◆ Goal
Reproduce the following items verbatim, starting at the line containing "QA review pass" and ending after the line containing "307, 392, 388]]", both included. Output only those lines.

━━━ Records shown

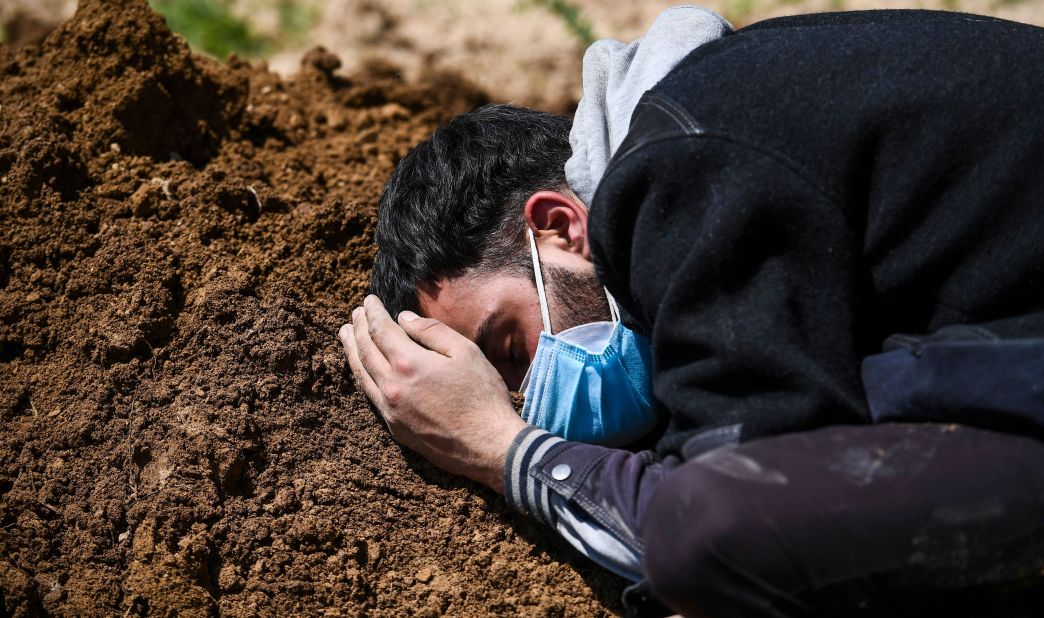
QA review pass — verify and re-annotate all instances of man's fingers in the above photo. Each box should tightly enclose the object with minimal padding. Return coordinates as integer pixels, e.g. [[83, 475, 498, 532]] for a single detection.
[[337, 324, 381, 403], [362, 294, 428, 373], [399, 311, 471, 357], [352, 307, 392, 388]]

━━━━━━
━━━ Records shown

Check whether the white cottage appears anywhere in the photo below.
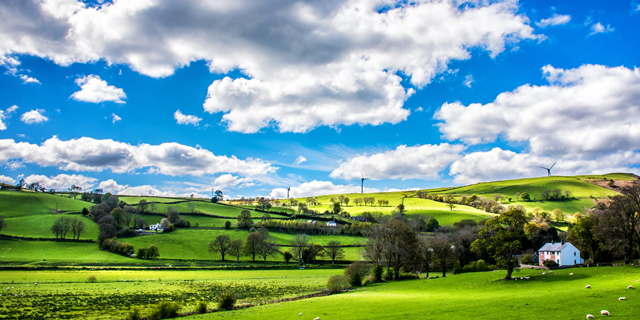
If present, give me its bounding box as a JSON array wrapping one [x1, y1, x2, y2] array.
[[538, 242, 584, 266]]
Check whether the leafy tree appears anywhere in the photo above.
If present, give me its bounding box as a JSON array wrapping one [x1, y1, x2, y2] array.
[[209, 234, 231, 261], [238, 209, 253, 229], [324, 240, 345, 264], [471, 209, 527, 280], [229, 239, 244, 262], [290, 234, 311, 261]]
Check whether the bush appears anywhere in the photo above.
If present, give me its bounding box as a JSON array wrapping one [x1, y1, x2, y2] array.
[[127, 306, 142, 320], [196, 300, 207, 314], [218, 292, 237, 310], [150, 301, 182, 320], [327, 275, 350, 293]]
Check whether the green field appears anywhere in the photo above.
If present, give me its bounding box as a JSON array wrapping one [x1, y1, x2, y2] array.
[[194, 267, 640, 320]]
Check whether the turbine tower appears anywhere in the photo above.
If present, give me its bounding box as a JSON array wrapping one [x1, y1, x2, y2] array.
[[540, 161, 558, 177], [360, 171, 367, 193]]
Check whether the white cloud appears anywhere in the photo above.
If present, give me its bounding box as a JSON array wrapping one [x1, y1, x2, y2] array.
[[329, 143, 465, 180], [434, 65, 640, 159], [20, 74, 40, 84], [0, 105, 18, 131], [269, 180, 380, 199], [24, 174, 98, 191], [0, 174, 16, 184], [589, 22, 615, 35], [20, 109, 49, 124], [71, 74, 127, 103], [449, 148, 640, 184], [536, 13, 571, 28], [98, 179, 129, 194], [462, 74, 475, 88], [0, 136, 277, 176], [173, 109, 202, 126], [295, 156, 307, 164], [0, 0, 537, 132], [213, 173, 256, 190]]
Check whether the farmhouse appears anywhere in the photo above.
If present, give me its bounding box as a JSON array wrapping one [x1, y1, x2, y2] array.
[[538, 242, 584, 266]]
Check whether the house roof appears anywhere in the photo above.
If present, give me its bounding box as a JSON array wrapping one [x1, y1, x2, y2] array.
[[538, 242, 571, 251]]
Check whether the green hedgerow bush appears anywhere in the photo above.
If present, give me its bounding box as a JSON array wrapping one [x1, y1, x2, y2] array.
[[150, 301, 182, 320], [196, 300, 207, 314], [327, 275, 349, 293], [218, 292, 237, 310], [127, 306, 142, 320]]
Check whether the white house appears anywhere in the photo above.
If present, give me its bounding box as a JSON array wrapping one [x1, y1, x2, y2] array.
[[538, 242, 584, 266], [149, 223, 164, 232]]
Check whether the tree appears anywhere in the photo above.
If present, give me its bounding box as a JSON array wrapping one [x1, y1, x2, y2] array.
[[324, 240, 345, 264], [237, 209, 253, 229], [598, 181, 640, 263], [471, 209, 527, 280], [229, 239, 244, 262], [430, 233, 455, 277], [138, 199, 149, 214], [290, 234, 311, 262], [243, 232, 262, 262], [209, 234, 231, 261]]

━━━━━━

◆ Solution
QA review pass — verify and re-annotate all instances of man's fingers in the above photo. Each box should tightly enclose the object with minimal padding. Return coordinates as integer pixels, e.g. [[83, 475, 498, 532]] for a single detection.
[[337, 324, 381, 403], [362, 294, 428, 373], [399, 311, 471, 357], [352, 307, 392, 388]]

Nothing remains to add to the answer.